• Records for processing:

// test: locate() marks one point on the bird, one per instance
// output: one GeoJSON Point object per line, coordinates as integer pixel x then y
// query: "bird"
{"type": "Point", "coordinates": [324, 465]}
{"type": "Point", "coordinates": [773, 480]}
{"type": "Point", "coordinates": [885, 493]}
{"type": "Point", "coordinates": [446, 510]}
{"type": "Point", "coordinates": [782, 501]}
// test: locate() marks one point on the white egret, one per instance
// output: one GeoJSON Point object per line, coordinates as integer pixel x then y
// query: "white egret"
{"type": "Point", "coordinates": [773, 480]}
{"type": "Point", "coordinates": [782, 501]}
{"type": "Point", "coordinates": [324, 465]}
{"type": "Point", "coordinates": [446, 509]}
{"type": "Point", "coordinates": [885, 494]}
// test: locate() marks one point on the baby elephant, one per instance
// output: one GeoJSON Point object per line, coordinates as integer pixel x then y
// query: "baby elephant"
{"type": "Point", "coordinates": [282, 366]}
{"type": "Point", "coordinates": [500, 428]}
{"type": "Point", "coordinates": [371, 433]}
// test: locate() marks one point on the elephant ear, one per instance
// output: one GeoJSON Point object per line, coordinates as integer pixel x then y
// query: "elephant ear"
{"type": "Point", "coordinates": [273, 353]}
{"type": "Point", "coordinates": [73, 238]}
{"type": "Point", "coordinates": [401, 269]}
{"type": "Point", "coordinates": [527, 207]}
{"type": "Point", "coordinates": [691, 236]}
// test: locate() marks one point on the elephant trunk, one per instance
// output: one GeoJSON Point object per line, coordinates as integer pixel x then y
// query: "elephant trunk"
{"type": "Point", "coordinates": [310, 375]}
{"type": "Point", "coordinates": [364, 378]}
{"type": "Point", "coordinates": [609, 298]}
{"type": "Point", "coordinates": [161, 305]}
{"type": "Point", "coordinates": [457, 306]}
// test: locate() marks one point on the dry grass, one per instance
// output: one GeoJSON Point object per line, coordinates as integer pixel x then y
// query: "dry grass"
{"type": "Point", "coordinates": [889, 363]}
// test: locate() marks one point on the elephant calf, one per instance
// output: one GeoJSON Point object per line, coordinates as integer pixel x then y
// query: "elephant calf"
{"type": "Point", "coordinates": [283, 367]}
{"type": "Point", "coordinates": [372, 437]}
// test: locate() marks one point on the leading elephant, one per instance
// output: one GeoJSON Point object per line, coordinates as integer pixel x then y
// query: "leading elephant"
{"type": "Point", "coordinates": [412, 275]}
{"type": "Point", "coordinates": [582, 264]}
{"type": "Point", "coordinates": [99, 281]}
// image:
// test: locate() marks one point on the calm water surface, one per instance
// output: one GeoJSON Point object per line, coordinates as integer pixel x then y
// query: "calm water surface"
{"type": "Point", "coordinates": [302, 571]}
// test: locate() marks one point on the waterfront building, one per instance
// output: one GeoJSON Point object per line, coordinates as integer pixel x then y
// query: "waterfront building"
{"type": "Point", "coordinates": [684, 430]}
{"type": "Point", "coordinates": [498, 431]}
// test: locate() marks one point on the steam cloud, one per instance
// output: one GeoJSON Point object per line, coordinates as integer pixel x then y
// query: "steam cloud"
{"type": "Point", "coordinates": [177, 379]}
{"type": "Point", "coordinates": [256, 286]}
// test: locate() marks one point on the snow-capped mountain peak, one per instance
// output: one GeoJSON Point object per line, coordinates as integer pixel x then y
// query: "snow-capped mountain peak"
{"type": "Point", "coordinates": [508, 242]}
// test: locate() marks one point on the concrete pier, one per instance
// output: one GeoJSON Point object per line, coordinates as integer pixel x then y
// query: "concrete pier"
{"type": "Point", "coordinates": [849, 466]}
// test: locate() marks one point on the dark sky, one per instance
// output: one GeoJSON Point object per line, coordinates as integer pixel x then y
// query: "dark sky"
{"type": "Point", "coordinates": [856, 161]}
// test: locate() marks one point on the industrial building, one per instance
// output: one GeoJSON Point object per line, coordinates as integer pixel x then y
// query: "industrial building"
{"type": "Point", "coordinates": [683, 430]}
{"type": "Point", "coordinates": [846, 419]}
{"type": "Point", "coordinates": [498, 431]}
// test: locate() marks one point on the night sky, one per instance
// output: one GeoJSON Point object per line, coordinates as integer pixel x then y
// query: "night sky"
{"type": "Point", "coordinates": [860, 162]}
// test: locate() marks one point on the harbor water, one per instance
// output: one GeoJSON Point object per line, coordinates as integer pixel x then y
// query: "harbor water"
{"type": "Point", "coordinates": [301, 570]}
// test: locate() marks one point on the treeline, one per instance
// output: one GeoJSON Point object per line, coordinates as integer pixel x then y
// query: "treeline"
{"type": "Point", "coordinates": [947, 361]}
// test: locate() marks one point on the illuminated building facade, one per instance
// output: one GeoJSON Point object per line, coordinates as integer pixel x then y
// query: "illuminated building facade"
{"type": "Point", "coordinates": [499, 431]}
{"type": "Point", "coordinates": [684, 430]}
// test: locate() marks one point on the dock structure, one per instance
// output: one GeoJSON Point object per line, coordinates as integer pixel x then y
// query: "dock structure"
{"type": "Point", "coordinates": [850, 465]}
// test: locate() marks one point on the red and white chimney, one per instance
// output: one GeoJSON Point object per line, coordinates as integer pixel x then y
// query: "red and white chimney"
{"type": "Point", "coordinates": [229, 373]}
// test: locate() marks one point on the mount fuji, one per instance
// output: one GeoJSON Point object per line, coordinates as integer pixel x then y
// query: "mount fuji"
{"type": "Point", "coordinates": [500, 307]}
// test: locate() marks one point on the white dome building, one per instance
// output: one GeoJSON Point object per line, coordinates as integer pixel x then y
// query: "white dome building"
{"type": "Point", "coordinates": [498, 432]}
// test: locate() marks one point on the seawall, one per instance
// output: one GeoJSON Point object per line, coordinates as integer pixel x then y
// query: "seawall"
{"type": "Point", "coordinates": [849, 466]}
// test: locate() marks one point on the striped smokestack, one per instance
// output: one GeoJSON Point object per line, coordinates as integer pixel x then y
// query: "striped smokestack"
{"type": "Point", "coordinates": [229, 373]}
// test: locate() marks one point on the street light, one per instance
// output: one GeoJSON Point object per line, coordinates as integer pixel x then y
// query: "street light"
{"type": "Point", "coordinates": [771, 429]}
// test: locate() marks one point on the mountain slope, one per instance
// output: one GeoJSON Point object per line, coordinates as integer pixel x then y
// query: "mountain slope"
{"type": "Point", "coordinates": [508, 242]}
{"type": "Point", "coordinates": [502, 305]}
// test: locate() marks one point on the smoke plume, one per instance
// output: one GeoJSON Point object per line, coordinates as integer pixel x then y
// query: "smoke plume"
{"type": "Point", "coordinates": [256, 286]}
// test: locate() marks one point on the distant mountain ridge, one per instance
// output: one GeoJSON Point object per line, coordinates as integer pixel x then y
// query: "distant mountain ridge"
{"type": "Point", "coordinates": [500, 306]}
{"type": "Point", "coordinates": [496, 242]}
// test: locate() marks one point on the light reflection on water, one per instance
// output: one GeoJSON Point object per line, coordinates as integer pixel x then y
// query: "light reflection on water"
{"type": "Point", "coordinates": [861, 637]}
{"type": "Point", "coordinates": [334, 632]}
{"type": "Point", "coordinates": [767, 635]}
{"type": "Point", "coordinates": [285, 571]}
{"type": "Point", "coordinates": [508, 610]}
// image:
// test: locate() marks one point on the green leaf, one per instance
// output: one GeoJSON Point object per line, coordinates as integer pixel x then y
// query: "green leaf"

• Exercise aim: Transcribe all lines as written.

• Solution to this exercise:
// test: locate() marks one point on the bird, one per instance
// output: one GeoJSON Point object per line, coordinates as integer pixel x then y
// query: "bird"
{"type": "Point", "coordinates": [324, 465]}
{"type": "Point", "coordinates": [773, 480]}
{"type": "Point", "coordinates": [885, 493]}
{"type": "Point", "coordinates": [446, 510]}
{"type": "Point", "coordinates": [782, 501]}
// test: locate() marks one point on the white egret, one per instance
// output: one GeoJSON Point object per line, coordinates as integer pixel x then y
// query: "white egret"
{"type": "Point", "coordinates": [773, 480]}
{"type": "Point", "coordinates": [782, 501]}
{"type": "Point", "coordinates": [324, 465]}
{"type": "Point", "coordinates": [446, 509]}
{"type": "Point", "coordinates": [885, 494]}
// test: locate() marks one point on the baby elephant, one per instance
// output: one GeoJSON Point object per line, coordinates as integer pixel x then y
// query: "baby elephant"
{"type": "Point", "coordinates": [282, 366]}
{"type": "Point", "coordinates": [500, 428]}
{"type": "Point", "coordinates": [371, 433]}
// test: locate() marks one point on the elephant ear, one per instance
// output: one GeoJSON Point object per line, coordinates as integer pixel x then y
// query: "elephant ear"
{"type": "Point", "coordinates": [273, 353]}
{"type": "Point", "coordinates": [73, 238]}
{"type": "Point", "coordinates": [401, 269]}
{"type": "Point", "coordinates": [527, 207]}
{"type": "Point", "coordinates": [691, 236]}
// test: locate() marks one point on the elephant trunk, one per instance
// output: one GeoJSON Point object per line, coordinates as integer pixel x then y
// query: "elephant trunk"
{"type": "Point", "coordinates": [310, 375]}
{"type": "Point", "coordinates": [364, 378]}
{"type": "Point", "coordinates": [609, 298]}
{"type": "Point", "coordinates": [161, 305]}
{"type": "Point", "coordinates": [457, 306]}
// test: locate() marks one point on the dry grass, one per instance
// output: one GeoJSON Point object per line, coordinates as integer pixel x then y
// query: "dry grass"
{"type": "Point", "coordinates": [889, 363]}
// test: locate() marks one point on the elephant calf, one per instance
// output: one GeoJSON Point object per line, coordinates as integer pixel x then y
// query: "elephant calf"
{"type": "Point", "coordinates": [283, 367]}
{"type": "Point", "coordinates": [372, 437]}
// test: locate() marks one point on the leading elephant, one per instance
// output: one GeoJSON Point object per line, coordinates as integer pixel x then y
// query: "leading elephant"
{"type": "Point", "coordinates": [412, 275]}
{"type": "Point", "coordinates": [582, 264]}
{"type": "Point", "coordinates": [99, 281]}
// image:
// test: locate() marks one point on the calm water surface, one per instance
// output: one GeoJSON Point object per line, coordinates as integer pixel x then y
// query: "calm water surface"
{"type": "Point", "coordinates": [302, 571]}
// test: locate() marks one point on the waterfront building, one per instance
// output: one GeoJSON Point object per line, coordinates as integer pixel x then y
// query: "waterfront building"
{"type": "Point", "coordinates": [684, 430]}
{"type": "Point", "coordinates": [498, 431]}
// test: locate() marks one point on the steam cloud, one per instance
// output: one GeoJSON Point object per line, coordinates as integer pixel x then y
// query: "steam cloud"
{"type": "Point", "coordinates": [177, 379]}
{"type": "Point", "coordinates": [256, 286]}
// test: locate() marks one point on the snow-capped mountain peak, one per instance
// output: one GeoJSON Point object per line, coordinates as integer pixel x then y
// query: "snow-capped mountain peak"
{"type": "Point", "coordinates": [508, 242]}
// test: locate() marks one point on the concrete pier, one per instance
// output: one GeoJSON Point object per line, coordinates as integer pixel x then y
// query: "concrete pier"
{"type": "Point", "coordinates": [849, 466]}
// test: locate() marks one point on the dark sky, one per instance
// output: one GeoJSON Point object per line, coordinates as integer pixel x then y
// query: "dark sky"
{"type": "Point", "coordinates": [856, 161]}
// test: locate() marks one point on the industrial building, one per instance
// output: one GeoJSON Point object per line, coordinates as integer pixel x then y
// query: "industrial building"
{"type": "Point", "coordinates": [683, 430]}
{"type": "Point", "coordinates": [846, 419]}
{"type": "Point", "coordinates": [498, 431]}
// test: locate() marks one point on the night sky, one per instance
// output: one GeoJSON Point object per line, coordinates as integer pixel x then y
// query: "night sky"
{"type": "Point", "coordinates": [860, 162]}
// test: locate() marks one point on the harbor water, one per instance
// output: one GeoJSON Point object per line, coordinates as integer pixel x then y
// query: "harbor water"
{"type": "Point", "coordinates": [301, 570]}
// test: locate() marks one point on the treeline, one per instance
// output: one GeoJSON Point object per line, coordinates as integer pixel x then y
// query: "treeline"
{"type": "Point", "coordinates": [947, 361]}
// test: locate() marks one point on the illuminated building facade, one per instance
// output: one GeoJSON Point object per line, coordinates as integer pixel x then y
// query: "illuminated building facade"
{"type": "Point", "coordinates": [499, 431]}
{"type": "Point", "coordinates": [684, 430]}
// test: locate() marks one point on the dock structure, one per instance
// output: one GeoJSON Point object per line, coordinates as integer pixel x then y
// query: "dock structure"
{"type": "Point", "coordinates": [850, 465]}
// test: locate() marks one point on the red and white chimney, one per instance
// output: one GeoJSON Point object per line, coordinates as integer pixel x then y
// query: "red and white chimney"
{"type": "Point", "coordinates": [229, 373]}
// test: locate() marks one point on the mount fuji, one per instance
// output: one GeoJSON Point object per line, coordinates as integer pixel x then y
// query: "mount fuji"
{"type": "Point", "coordinates": [500, 307]}
// test: locate() marks one point on the white dome building, one per instance
// output: one GeoJSON Point object per line, coordinates as integer pixel x then y
// query: "white dome building"
{"type": "Point", "coordinates": [498, 432]}
// test: locate() marks one point on the seawall, one per instance
// output: one GeoJSON Point object per line, coordinates as integer pixel x then y
// query: "seawall"
{"type": "Point", "coordinates": [849, 466]}
// test: locate() marks one point on the striped smokestack, one per instance
// output: one GeoJSON Point object per line, coordinates as integer pixel x then y
// query: "striped smokestack"
{"type": "Point", "coordinates": [229, 373]}
// test: locate() marks one point on the street light, one per instance
// output: one GeoJSON Point object per line, coordinates as integer pixel x then y
// query: "street light"
{"type": "Point", "coordinates": [771, 429]}
// test: locate() marks one point on the mountain slope, one per instance
// output: one GeoJSON Point object per line, coordinates as integer pixel x then y
// query: "mountain slope"
{"type": "Point", "coordinates": [508, 242]}
{"type": "Point", "coordinates": [502, 305]}
// test: locate() marks one point on the smoke plume, one per instance
// output: one GeoJSON Point object per line, coordinates as integer pixel x then y
// query: "smoke plume"
{"type": "Point", "coordinates": [256, 286]}
// test: locate() marks one point on the distant mountain ridge, one per instance
// output: one GeoJSON Point object per line, coordinates as integer pixel x then y
// query: "distant mountain ridge"
{"type": "Point", "coordinates": [500, 306]}
{"type": "Point", "coordinates": [496, 242]}
// test: locate() marks one point on the light reflection on water, one per instance
// output: one GeoJSON Point object per line, coordinates as integer pixel x then y
// query: "light reflection on water"
{"type": "Point", "coordinates": [861, 637]}
{"type": "Point", "coordinates": [334, 632]}
{"type": "Point", "coordinates": [767, 635]}
{"type": "Point", "coordinates": [285, 571]}
{"type": "Point", "coordinates": [508, 610]}
// image:
// test: locate() marks one point on the green leaf, one per instance
// output: one GeoJSON Point object per line, coordinates as integer pixel x then y
// query: "green leaf"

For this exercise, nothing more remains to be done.